→ **Problem requirements**:
Copy the entries below, from the line containing "Annotate the blue handled" through the end of the entries, and increase each number in the answer coordinates by 116. Keep the request lines and their sample points unchanged.

------------------------------------------------------------

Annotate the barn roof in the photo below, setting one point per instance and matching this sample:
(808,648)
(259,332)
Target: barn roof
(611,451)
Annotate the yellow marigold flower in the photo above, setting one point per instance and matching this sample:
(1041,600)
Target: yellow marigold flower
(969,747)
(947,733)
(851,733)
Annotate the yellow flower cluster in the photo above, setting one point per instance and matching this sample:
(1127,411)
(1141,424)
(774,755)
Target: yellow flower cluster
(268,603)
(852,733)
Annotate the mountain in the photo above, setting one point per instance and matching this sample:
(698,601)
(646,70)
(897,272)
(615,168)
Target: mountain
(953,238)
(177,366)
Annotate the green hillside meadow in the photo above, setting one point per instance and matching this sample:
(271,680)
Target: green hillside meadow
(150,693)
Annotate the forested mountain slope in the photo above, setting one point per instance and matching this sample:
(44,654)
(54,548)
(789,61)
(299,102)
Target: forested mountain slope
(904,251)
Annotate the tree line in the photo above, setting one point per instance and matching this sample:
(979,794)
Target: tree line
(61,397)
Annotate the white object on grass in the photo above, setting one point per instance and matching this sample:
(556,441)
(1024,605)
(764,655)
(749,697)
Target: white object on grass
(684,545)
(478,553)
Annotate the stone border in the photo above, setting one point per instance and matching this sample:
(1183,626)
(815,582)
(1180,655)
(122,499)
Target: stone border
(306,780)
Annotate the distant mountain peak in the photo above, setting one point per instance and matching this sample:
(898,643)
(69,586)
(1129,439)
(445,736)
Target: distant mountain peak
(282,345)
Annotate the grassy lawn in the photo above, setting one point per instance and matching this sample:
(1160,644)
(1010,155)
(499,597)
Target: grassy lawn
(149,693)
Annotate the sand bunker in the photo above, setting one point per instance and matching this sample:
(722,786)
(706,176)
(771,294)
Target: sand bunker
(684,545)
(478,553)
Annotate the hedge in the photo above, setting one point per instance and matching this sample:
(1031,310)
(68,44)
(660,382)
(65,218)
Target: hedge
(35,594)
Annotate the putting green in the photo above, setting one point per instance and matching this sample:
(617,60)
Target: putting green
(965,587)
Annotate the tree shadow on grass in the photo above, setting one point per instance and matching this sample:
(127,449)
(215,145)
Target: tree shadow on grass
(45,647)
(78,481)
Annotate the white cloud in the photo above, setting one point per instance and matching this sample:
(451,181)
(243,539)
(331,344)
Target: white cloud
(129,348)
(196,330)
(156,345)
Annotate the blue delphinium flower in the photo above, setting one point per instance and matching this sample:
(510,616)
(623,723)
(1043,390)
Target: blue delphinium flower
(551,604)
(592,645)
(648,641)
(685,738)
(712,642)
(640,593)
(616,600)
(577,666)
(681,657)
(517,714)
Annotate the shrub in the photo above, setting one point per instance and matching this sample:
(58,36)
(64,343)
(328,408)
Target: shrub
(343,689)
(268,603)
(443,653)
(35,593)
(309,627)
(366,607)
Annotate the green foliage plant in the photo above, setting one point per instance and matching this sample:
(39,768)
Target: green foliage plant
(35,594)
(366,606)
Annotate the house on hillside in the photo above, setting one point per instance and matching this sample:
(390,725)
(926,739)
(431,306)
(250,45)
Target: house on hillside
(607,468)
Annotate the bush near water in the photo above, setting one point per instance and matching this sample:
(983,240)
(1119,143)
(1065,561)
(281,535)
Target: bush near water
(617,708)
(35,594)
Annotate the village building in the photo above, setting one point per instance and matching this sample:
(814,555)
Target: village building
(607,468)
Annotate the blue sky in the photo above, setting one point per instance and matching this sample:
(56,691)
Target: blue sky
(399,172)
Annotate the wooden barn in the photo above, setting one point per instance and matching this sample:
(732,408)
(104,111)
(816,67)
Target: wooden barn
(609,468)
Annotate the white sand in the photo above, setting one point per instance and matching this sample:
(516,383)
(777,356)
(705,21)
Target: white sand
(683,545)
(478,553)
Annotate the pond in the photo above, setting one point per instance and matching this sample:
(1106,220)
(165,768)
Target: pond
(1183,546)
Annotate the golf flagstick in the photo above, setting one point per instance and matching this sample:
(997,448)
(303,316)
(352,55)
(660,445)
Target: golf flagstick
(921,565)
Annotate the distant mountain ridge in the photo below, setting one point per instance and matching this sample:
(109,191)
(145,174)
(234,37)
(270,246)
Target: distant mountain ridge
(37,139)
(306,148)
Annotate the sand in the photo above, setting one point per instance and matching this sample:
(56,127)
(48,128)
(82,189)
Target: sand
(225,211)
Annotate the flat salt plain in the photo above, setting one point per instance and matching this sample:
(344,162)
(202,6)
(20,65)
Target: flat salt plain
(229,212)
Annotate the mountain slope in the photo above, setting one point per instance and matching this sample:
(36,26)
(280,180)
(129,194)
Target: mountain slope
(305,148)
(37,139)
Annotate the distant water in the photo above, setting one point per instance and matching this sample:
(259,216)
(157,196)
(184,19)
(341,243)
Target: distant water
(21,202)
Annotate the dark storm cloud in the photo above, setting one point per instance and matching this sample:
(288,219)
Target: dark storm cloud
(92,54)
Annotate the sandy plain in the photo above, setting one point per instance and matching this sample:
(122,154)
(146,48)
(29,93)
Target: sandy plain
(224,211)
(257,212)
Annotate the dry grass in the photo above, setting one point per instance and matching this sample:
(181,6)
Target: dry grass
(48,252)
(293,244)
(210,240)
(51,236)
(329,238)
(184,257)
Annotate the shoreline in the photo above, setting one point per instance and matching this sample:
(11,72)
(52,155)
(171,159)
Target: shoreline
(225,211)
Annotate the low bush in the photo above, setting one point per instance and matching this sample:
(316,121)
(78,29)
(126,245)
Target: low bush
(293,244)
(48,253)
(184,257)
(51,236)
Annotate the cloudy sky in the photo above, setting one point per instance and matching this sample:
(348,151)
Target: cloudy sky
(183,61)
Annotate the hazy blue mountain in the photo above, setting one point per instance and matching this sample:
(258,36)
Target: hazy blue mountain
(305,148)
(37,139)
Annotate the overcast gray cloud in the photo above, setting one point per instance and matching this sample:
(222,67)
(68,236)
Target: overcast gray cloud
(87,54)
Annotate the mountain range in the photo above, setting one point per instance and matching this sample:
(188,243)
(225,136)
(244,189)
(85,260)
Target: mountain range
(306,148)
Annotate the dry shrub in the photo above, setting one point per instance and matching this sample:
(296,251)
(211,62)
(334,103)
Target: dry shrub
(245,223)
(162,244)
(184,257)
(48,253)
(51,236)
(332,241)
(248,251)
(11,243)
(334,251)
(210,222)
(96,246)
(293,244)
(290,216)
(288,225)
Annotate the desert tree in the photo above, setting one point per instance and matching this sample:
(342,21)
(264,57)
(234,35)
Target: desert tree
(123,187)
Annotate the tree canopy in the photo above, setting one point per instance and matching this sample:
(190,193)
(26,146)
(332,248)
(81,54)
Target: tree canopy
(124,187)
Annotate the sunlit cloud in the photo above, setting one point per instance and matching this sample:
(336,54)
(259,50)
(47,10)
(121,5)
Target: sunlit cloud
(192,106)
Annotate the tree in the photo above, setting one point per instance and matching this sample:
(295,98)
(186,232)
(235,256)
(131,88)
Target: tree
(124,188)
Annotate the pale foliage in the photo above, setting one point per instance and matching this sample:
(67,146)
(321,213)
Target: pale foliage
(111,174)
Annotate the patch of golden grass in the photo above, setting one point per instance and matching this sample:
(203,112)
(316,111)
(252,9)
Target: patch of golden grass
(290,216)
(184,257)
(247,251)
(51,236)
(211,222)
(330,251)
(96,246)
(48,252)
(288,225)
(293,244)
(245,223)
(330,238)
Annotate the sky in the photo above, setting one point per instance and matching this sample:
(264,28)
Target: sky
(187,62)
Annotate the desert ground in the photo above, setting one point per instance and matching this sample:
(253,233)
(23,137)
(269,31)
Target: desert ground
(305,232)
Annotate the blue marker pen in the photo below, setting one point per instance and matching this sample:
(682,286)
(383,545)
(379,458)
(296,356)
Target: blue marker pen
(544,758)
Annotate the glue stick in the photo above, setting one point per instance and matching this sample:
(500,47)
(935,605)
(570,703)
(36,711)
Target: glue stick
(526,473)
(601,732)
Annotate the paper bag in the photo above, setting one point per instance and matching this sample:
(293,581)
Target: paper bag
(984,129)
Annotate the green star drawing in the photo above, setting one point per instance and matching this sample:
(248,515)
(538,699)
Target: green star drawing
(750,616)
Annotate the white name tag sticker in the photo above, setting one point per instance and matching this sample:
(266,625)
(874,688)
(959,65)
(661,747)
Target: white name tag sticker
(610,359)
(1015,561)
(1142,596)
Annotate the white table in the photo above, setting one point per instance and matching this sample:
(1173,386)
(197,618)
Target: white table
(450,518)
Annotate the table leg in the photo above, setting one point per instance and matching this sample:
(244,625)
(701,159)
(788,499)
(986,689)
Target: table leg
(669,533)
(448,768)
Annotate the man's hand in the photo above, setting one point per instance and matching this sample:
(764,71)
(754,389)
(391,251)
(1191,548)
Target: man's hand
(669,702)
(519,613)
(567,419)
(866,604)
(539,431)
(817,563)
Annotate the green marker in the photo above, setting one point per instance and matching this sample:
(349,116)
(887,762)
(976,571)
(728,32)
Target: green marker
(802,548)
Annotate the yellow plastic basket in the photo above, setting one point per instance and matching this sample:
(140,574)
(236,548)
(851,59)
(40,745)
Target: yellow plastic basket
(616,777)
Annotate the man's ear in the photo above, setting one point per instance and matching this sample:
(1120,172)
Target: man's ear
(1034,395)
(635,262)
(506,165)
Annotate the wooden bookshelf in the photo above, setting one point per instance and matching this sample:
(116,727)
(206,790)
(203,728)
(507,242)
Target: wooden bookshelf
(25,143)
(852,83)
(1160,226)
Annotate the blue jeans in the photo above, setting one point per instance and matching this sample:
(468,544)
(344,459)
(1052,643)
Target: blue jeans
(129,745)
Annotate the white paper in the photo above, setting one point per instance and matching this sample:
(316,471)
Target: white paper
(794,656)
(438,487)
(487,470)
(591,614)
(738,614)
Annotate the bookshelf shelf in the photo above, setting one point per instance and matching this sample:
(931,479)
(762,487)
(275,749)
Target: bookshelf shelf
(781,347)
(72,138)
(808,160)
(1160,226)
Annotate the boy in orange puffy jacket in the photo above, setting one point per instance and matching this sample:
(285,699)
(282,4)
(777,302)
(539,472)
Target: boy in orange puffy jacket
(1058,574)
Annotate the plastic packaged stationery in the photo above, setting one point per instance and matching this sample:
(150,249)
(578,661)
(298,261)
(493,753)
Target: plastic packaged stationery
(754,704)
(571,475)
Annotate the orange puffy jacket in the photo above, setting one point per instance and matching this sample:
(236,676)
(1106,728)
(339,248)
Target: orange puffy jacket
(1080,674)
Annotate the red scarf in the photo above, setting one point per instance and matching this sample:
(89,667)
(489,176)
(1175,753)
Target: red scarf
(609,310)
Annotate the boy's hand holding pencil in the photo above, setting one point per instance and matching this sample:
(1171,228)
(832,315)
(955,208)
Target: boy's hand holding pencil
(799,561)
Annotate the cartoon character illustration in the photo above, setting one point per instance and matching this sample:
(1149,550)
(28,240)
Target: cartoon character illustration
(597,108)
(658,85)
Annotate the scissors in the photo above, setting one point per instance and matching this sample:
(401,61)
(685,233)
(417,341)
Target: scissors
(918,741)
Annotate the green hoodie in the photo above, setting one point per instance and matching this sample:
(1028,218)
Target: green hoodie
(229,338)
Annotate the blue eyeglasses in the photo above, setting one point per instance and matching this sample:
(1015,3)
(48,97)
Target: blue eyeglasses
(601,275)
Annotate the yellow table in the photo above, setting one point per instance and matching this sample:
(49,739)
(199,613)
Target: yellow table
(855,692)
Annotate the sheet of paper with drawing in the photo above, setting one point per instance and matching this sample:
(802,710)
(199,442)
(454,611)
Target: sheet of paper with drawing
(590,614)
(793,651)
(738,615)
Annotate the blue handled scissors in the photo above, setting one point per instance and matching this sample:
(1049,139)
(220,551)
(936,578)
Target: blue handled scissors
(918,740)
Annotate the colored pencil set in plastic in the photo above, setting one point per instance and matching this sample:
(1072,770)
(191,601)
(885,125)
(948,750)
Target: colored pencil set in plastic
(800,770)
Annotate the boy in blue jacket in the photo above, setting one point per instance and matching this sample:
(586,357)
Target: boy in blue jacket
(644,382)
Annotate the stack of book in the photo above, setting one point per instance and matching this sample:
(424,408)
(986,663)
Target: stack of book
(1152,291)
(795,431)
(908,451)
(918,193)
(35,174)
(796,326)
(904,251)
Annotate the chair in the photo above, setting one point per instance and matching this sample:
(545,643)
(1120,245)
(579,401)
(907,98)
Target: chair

------------------------------------------------------------

→ **Answer below**:
Annotate the blue handled scissors in the photo above, setting one point per instance and matching this sample:
(1049,139)
(220,551)
(936,578)
Target: blue handled scissors
(1034,856)
Annotate the colored pencil set in plastic in the photo above, setting one point per instance and matching this sample:
(1072,770)
(191,601)
(885,125)
(948,750)
Target: colored pencil set in plastic
(916,886)
Annotate the boy in blue jacket in the photo above, setting one point per instance and matching this sample:
(586,357)
Target: boy in blue jacket
(760,498)
Annotate the stack of book in the photo above, setting one point per instance and matching this sample:
(424,408)
(986,663)
Target: stack of book
(1268,407)
(911,547)
(1024,567)
(1034,309)
(151,290)
(912,442)
(1020,367)
Annotate the chair in the photo above, setting one point per instance and matching this sample:
(545,643)
(1120,245)
(579,401)
(907,98)
Target: chair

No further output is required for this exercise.